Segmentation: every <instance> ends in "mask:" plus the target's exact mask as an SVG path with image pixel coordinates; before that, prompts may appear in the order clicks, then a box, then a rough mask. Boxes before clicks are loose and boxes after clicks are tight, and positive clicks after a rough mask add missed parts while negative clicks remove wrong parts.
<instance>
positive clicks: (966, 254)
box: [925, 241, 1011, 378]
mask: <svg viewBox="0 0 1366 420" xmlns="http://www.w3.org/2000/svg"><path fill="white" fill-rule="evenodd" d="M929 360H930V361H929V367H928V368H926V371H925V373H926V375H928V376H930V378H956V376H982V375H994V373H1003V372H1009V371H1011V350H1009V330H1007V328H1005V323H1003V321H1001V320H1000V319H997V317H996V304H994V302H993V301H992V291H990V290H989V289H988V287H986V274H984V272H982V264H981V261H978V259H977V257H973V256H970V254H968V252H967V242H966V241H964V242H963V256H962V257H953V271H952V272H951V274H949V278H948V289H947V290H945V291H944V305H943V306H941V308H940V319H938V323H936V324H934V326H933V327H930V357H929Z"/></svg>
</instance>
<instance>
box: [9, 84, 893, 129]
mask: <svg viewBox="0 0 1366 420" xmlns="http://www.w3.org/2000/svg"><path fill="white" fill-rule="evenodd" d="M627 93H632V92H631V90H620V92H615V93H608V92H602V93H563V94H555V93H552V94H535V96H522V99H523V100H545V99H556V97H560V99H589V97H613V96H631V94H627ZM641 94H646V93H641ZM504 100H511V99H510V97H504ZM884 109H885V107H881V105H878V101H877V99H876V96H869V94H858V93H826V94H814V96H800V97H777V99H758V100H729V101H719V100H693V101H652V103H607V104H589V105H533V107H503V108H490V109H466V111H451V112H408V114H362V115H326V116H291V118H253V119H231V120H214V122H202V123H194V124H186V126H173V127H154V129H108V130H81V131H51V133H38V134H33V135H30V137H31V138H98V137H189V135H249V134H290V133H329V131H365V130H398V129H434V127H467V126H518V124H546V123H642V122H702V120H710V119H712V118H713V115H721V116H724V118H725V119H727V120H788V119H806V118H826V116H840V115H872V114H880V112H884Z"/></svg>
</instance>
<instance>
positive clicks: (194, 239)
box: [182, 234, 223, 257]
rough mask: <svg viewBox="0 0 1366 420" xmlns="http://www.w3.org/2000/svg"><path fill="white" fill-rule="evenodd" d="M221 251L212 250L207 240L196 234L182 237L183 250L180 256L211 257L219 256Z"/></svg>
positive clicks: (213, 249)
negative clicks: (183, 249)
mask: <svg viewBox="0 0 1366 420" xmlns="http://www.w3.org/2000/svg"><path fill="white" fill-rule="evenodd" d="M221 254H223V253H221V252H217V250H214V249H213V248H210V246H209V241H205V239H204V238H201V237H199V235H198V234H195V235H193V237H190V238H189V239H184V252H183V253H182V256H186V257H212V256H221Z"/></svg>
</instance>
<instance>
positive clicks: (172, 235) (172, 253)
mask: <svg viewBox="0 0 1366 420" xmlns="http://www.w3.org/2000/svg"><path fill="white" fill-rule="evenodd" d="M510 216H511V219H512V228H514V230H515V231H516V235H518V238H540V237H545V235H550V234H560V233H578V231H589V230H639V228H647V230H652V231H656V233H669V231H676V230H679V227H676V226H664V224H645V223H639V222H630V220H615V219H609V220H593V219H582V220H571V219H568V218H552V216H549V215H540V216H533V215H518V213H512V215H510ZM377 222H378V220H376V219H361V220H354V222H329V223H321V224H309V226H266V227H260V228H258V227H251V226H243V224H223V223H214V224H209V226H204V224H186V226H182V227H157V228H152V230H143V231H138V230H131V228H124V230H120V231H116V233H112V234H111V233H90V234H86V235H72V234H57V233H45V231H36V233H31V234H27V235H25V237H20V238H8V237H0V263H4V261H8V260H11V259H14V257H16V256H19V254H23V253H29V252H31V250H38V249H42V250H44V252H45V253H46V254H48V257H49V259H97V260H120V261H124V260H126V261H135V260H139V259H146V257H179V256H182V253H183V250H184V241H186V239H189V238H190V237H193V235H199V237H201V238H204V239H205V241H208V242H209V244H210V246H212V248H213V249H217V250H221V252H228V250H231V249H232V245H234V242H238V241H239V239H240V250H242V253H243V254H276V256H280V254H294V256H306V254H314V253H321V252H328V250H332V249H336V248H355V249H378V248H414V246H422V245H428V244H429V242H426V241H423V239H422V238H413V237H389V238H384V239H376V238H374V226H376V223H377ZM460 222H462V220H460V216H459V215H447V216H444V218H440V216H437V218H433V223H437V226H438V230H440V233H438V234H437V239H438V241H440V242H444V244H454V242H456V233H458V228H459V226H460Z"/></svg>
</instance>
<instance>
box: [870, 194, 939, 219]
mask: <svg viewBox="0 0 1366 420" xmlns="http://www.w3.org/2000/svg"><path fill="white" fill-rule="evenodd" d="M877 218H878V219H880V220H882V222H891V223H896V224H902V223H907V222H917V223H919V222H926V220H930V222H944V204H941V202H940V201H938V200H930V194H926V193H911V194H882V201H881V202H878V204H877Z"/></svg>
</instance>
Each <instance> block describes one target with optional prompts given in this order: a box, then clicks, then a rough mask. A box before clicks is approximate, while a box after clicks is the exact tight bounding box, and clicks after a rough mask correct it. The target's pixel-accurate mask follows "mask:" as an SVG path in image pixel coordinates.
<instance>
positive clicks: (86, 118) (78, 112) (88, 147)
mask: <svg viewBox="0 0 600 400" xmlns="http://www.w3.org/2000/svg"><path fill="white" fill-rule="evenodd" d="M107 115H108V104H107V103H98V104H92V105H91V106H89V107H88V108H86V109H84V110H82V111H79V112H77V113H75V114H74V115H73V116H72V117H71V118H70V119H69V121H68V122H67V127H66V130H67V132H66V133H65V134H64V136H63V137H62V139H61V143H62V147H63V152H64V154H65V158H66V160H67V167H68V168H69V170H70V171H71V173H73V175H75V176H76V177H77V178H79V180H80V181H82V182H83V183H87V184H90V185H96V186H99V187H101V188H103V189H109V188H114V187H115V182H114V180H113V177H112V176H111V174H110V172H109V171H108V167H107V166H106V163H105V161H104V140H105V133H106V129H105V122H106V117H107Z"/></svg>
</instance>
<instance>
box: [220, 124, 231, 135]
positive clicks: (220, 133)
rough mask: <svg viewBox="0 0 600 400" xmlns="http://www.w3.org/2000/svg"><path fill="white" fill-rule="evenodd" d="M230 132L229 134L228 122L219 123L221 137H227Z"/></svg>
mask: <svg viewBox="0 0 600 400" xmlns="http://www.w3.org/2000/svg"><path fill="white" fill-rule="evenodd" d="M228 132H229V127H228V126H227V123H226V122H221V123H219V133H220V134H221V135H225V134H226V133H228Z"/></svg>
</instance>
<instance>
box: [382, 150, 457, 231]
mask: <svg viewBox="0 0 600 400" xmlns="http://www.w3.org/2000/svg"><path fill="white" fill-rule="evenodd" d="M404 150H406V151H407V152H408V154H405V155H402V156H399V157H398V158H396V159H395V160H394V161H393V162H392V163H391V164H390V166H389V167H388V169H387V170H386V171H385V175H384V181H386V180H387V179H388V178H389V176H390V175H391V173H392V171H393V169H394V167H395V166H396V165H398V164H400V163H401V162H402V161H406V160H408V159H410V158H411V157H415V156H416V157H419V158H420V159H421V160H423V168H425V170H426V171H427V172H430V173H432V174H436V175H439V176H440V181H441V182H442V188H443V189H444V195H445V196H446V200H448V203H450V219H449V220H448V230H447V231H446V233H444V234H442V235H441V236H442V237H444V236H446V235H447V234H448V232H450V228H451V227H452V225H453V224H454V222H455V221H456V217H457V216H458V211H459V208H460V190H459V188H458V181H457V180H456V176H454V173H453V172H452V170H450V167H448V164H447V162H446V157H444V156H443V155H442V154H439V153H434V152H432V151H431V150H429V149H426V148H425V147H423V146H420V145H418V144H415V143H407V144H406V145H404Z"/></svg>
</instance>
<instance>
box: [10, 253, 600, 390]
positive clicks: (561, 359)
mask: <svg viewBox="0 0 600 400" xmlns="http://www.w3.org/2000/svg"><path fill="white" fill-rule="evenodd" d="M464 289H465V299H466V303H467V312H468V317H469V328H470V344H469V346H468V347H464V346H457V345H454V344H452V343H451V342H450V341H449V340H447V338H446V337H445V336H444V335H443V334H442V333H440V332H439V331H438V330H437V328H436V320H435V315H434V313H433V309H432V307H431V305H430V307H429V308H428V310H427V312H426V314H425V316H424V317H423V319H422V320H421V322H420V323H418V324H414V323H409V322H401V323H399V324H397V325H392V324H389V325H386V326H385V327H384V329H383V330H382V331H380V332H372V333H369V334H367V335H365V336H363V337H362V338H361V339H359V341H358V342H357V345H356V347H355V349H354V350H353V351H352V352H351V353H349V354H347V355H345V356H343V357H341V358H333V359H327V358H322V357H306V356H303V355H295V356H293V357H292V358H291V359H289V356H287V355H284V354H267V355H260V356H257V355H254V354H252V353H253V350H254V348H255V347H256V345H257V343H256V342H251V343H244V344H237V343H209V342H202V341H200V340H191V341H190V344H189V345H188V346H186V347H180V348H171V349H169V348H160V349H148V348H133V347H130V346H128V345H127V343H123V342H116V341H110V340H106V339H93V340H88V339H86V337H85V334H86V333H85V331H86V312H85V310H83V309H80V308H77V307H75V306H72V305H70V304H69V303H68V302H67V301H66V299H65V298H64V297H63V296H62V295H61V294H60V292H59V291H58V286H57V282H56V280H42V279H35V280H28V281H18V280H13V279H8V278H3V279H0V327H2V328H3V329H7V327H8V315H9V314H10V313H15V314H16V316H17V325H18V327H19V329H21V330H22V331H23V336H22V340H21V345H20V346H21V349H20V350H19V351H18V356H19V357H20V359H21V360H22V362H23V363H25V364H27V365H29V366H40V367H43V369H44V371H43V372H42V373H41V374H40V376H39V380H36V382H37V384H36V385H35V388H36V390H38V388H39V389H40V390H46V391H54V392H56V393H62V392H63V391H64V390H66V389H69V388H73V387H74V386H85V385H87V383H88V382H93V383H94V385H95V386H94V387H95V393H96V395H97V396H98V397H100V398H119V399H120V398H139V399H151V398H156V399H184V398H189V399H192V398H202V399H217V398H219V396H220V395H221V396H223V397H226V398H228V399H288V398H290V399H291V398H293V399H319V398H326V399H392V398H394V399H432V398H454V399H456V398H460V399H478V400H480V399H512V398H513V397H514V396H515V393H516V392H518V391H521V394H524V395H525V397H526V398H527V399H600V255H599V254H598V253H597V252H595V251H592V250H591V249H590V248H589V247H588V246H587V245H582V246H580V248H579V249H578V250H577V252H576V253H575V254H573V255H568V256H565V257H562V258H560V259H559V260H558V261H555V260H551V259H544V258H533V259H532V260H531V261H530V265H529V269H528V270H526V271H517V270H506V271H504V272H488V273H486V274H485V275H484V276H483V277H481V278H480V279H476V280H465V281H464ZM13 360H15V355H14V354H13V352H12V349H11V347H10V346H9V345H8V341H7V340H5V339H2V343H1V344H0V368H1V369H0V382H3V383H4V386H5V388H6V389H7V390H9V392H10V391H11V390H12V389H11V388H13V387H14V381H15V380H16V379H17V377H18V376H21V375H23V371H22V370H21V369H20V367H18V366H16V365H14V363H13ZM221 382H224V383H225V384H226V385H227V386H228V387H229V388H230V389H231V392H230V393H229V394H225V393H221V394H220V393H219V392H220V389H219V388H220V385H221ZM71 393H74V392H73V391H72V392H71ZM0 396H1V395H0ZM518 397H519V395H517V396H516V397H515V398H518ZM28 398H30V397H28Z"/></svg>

+-------+

WORK ITEM — Write out, unaltered, the lines from the opening of the listing through the line that includes "positive clicks: (966, 254)".

THE ANSWER —
Segmentation: every <instance> ends in "mask:" plus the target's exact mask as an SVG path with image pixel coordinates; before that, prompts may appear in the order clicks, then a box, then a rough mask. Boxes before clicks are loose and boxes after clicks are tight, and positive clicks after a rough mask add missed parts while negative clicks remove wrong parts.
<instance>
positive clicks: (966, 254)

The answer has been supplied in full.